(Excerpts from point annotation data)
┄┄┄┄┄┄┄┄┄┄┄┄┄┄┄┄┄┄┄┄

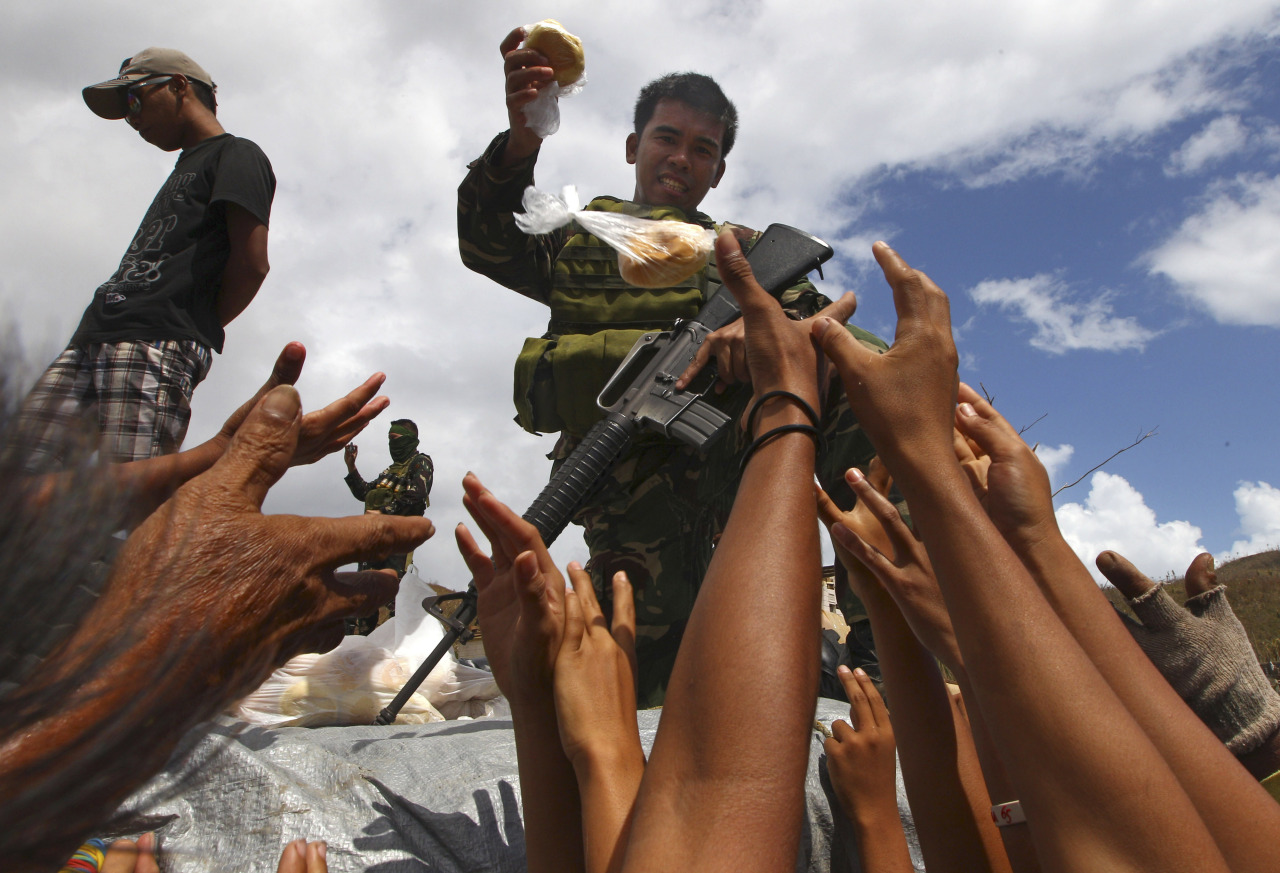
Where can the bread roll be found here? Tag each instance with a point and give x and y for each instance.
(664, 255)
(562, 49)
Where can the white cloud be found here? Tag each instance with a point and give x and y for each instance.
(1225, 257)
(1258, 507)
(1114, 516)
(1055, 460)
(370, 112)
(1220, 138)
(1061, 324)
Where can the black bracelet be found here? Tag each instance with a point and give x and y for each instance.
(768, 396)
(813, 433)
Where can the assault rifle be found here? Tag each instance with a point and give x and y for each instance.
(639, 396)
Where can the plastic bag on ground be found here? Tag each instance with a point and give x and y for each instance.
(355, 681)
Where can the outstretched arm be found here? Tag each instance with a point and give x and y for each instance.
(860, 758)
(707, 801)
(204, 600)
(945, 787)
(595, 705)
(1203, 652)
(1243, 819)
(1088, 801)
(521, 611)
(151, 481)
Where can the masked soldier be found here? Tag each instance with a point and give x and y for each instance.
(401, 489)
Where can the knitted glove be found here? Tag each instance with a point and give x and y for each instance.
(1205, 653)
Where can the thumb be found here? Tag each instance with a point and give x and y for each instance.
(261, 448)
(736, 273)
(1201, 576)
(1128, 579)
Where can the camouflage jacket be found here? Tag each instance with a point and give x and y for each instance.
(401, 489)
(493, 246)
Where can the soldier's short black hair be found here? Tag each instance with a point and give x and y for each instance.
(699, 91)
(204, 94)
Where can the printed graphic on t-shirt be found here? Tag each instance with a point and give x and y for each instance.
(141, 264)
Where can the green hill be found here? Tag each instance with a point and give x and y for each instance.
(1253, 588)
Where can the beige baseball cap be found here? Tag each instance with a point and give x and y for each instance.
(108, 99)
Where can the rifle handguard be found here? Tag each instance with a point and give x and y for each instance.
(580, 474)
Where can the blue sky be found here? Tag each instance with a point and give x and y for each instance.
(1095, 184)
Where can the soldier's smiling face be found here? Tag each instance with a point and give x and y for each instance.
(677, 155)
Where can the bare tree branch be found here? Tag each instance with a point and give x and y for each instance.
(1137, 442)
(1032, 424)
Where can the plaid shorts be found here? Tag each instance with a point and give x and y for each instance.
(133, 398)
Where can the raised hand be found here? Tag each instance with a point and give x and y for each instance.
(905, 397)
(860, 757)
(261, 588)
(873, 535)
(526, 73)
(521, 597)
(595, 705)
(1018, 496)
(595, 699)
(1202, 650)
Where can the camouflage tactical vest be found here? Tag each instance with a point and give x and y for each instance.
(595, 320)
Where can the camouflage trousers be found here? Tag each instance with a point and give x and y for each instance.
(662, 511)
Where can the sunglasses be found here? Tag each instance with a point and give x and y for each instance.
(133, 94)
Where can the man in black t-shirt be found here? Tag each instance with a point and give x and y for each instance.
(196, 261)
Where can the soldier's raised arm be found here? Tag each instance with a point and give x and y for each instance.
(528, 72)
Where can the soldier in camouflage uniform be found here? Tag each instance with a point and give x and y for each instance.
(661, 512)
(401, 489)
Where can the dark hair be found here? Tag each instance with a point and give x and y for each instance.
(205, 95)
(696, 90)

┄┄┄┄┄┄┄┄┄┄┄┄┄┄┄┄┄┄┄┄

Present every row above as a numbered list, omitting blank lines and leaving out the pictures.

Worked answer
1. Where can the bread roll be found here? Tag each instance with a point and give x and y for each instance.
2. (664, 255)
3. (562, 49)
4. Where can the white cloud be found here? Tag each instance with a point and give x and y for each instance.
5. (1225, 257)
6. (1258, 507)
7. (1114, 516)
8. (1055, 460)
9. (370, 112)
10. (1220, 138)
11. (1061, 324)
12. Where can the black bracelet be found here? Tag each instance with a point and give x and y for each instance.
13. (768, 396)
14. (813, 433)
15. Where can the assault rifle be found here? Tag each instance with a point and give x and y for each instance.
16. (639, 396)
17. Where can the plastic bag on ground be found here? Tag each instance with a point and give x and y for each instance.
18. (355, 681)
19. Where can the outstretched arm be found here? Tag each instance with a point and give x and y for each instance.
20. (860, 758)
21. (707, 801)
22. (204, 600)
23. (945, 787)
24. (595, 705)
25. (1203, 652)
26. (1243, 819)
27. (1088, 801)
28. (521, 611)
29. (151, 481)
30. Where can the masked soldier be found here? Tag each instance with a point and give x and y for each instance.
31. (401, 489)
32. Where can the knitted glove be found here? Tag each instance with a point and give x and y for each instance.
33. (1205, 653)
34. Where can the thumb be found here? Tag each instance with a point and give x and y for each instance.
35. (261, 448)
36. (736, 273)
37. (1201, 576)
38. (1128, 579)
39. Where can the camouflage jacket be found here? Tag each instance with a point and give x and y for each instance.
40. (401, 489)
41. (493, 246)
42. Where can the soldier's short black hair be found here? Tag each instance with a point and give x and y for each instance.
43. (699, 91)
44. (204, 94)
45. Where can the printed graphic on t-shirt be found here? Tag each instance with a point and give x and y for each instance.
46. (141, 264)
47. Where can the green hill be found here? Tag each instance with a point and give x and y for each instance.
48. (1253, 588)
49. Where can the beige baseball cap be found here? Tag each instance with a point and give x and y for each instance.
50. (108, 99)
51. Where can the rifle handguard be found here? Tag each instance with a point and give x and y for each instance.
52. (580, 474)
53. Where can the blue sky be found here? Tag each instance with a point and give x and y for each instance.
54. (1095, 184)
55. Where can the soldier's smiling face be found here? Tag each instance with a point and give x and y for each instance.
56. (677, 155)
57. Where can the bare tree branch be found here? Tag each instance with a point and give x and y for each instance.
58. (1137, 442)
59. (1032, 424)
60. Where can the plaid shorts be found here? Tag each instance with a point and give x and y for each instance.
61. (133, 398)
62. Where can the raised hand be found here? Tag each instance with a point and give x and y for each instance.
63. (905, 397)
64. (860, 757)
65. (261, 588)
66. (873, 535)
67. (526, 73)
68. (521, 597)
69. (595, 705)
70. (1018, 496)
71. (595, 699)
72. (1202, 650)
73. Where can the camouflage tactical vest be found here? Tag each instance with a point and give x and y for each instance.
74. (595, 320)
75. Where can the camouflage trousers be found here? Tag each instance with a point and give x and y for each instance.
76. (662, 511)
77. Where can the sunglasses be found here? Tag each instance with a point and give x and y for each instance.
78. (133, 94)
79. Where can the man in black t-shirt be found here? Tag each instance with a point and give x and y for each instance.
80. (196, 261)
81. Where can the soldier's raised arm be found here? Tag each instance with a point and give x and y for each instance.
82. (528, 72)
83. Where can the soldier in camouflage uniform be found here? Tag each instance with a point and give x and y for each instance.
84. (661, 512)
85. (401, 489)
86. Where can the dark hair be found here? Tag each instance with a point and give x and y for each instance.
87. (205, 95)
88. (696, 90)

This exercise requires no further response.